[Stored items]

• • • •

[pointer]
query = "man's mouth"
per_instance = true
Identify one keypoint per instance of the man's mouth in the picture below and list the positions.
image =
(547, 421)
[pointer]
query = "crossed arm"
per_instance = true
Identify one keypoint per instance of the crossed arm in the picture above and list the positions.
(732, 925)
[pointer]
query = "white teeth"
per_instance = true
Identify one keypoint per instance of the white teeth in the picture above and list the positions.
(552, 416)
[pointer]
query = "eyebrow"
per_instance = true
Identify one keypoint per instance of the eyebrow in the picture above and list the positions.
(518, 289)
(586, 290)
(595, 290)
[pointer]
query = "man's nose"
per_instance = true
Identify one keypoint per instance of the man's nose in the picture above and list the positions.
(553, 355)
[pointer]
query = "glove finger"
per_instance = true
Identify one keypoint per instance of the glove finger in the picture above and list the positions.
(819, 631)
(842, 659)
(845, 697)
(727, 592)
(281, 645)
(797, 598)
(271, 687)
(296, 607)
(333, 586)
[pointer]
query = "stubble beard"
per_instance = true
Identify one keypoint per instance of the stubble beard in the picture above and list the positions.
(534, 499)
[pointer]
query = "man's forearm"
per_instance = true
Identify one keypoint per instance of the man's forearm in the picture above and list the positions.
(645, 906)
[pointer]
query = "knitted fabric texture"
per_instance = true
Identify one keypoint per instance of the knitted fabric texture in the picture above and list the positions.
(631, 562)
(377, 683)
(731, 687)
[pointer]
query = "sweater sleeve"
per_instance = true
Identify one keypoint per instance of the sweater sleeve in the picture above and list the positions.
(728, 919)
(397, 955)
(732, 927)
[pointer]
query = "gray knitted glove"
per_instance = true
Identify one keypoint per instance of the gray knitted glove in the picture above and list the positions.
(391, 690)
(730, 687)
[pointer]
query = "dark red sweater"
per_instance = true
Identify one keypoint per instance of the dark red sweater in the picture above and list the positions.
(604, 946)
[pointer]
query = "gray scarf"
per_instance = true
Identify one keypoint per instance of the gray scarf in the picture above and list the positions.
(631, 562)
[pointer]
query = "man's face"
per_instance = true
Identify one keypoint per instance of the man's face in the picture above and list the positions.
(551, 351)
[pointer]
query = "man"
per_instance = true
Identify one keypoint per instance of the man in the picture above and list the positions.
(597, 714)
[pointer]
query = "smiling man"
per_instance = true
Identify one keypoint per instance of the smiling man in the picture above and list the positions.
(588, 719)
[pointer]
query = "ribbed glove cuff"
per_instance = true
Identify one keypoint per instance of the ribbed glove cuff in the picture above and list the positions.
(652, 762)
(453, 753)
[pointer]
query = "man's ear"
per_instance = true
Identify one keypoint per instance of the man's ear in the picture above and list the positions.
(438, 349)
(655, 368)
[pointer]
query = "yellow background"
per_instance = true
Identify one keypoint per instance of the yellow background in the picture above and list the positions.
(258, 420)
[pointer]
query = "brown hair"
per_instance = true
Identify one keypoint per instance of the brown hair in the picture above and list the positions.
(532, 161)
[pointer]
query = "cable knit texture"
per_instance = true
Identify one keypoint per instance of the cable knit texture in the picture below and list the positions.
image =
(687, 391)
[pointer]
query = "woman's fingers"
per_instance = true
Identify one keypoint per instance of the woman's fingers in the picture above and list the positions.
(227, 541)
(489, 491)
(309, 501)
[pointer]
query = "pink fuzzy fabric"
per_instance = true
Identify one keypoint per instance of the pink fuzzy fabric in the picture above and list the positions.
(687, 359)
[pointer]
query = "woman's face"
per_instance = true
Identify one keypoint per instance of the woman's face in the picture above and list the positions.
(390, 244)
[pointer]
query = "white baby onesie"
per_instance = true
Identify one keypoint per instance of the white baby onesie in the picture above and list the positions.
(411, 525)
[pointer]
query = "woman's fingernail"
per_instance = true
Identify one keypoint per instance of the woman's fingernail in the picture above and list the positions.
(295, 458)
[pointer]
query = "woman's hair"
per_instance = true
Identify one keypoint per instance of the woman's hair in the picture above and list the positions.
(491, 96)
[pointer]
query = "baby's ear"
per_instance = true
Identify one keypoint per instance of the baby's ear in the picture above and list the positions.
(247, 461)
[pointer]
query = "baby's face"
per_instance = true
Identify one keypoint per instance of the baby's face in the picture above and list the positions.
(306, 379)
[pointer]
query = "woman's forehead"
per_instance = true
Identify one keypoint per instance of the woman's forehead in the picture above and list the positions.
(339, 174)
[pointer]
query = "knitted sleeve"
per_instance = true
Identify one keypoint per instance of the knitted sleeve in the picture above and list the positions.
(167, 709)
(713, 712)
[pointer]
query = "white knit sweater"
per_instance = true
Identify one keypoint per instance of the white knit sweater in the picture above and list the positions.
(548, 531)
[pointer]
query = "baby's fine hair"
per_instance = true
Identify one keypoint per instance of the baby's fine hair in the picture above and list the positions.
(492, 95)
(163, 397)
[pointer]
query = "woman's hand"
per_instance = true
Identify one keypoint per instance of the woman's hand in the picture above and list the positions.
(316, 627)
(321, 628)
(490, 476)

• • • •

__PROMPT__.
Identify every line of the items above that contains the string "sleeve", copying each such line in full. Matching is case-sensitive.

__THE RESPONSE__.
query = "sweater sleeve"
Identify one keypoint per instance of the sweater sleeve in the picture above and list the positions.
query = "knitted sleeve"
Identify one keypoint per instance of the knitted sleeve in the picture above and list the positions.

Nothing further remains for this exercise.